[Data for processing]

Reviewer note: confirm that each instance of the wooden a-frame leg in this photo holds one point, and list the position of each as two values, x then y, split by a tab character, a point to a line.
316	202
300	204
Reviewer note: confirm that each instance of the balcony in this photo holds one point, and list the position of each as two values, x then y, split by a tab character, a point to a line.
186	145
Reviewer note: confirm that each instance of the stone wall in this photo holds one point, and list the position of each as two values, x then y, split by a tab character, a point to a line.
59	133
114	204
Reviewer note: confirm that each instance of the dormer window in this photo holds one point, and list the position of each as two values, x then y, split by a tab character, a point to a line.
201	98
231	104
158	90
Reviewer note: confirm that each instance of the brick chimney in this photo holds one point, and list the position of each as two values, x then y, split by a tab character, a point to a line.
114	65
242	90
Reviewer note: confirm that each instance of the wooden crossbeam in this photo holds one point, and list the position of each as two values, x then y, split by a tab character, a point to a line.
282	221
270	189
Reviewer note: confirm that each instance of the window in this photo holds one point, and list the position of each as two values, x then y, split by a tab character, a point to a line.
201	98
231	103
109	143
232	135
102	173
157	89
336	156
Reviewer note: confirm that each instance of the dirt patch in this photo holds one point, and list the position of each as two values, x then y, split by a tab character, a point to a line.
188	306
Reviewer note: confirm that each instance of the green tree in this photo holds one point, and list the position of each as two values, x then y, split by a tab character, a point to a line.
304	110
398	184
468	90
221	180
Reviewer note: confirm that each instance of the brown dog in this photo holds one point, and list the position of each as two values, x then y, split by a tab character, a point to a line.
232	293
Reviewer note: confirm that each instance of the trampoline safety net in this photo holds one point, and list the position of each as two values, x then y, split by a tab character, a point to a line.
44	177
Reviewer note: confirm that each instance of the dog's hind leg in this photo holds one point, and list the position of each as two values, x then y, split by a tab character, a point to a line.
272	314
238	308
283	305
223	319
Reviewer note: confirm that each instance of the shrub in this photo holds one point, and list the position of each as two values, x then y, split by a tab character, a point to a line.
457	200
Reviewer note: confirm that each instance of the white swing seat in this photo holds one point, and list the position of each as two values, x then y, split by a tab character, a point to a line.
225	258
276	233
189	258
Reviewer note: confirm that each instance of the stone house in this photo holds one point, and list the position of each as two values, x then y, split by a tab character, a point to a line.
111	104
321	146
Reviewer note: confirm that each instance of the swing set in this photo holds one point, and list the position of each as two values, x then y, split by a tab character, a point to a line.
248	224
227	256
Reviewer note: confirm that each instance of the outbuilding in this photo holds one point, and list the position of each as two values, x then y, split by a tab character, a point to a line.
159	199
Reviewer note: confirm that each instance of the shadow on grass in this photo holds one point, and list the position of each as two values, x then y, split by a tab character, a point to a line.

[/Data for processing]

Activity — With nothing left out, output the whole listing exactly.

Reply to the exercise —
Reviewer note: confirm that each instance of the wooden a-frame leg in this photo holds one point, and list the position of each as two values, x then y, split by a tab character, a point to a line.
316	202
300	204
Reviewer note: confirm that each instance of the balcony in this photo holds one point, and list the position of each as two values, x then y, split by a tab character, a point to a line.
186	145
Reviewer note: confirm that each instance of the stone wall in this photo holds one point, and list the position of each as two values, x then y, split by a tab character, a point to a line.
59	133
114	204
Reviewer note: confirm that each instance of the dormer window in this photo holds one point, and list the position of each as two values, x then y, split by a tab character, a point to a line.
201	98
231	104
158	90
Reviewer note: confirm that each instance of the brick chimney in this photo holds one point, and list the position of each as two values, x then y, split by a tab character, a point to a line.
114	65
242	90
Reviewer note: confirm that each instance of the wooden crossbeam in this photo holds one point, and list the position of each as two values, x then y, split by a tab character, a point to a line.
282	221
270	189
Reviewer note: confirm that each instance of the window in this photo holds one point, and list the position of each as two values, x then y, split by a tab character, a point to a line.
201	98
231	103
109	143
232	135
102	173
157	89
336	156
Reviewer note: confirm that each instance of the dirt patch in this photo holds one point, and list the position of each as two values, x then y, split by a tab character, a point to a line.
188	306
Reviewer note: confirm that each instance of the green tree in this photo holds one point, and list the position of each as two values, x then y, split by a tab character, a point to a line.
304	110
398	184
468	90
221	180
Reviewer note: confirm that each instance of the brown dog in this photo holds one point, and list the position of each as two values, x then y, split by a tab character, a point to a line.
232	293
Reviewer note: confirm that each instance of the trampoline safety net in this photo holds one point, and list the position of each as two values, x then y, split by a tab character, a point to a line.
44	177
Reviewer note: confirm that each instance of the dog's hind leg in this photo holds one point, and list the position of each as two values, x then y, split by a tab character, a point to a line.
272	314
238	308
283	305
223	319
Reviewer note: confirm that each instance of the shrub in this photo holds one point, and list the position of each as two values, x then y, split by a tab character, a point to a line.
457	200
Reviewer note: confirm that each instance of the white swing seat in this photo holds one point, and list the position of each as two values, x then y, split by a tab character, a point to a line.
225	258
276	233
189	258
Reviewer note: confirm that each instance of the stone house in this photo holds one point, and list the position of each as two values, x then y, split by a tab character, a point to a line.
111	104
321	146
Reviewer note: confirm that each instance of the swing set in this photo holds one point, and list the position of each as two values, x then y, split by a tab character, a point to a line.
248	224
227	256
Reviewer note: confirm that each instance of the outbuilding in this photo holds one point, and list the position of each as two values, x then y, split by a tab character, a point to a line.
159	199
Reviewer note: confirm that each instance of the shadow on grass in this photo holds one point, and list the position of each as two values, x then y, split by a tab character, a point to a line.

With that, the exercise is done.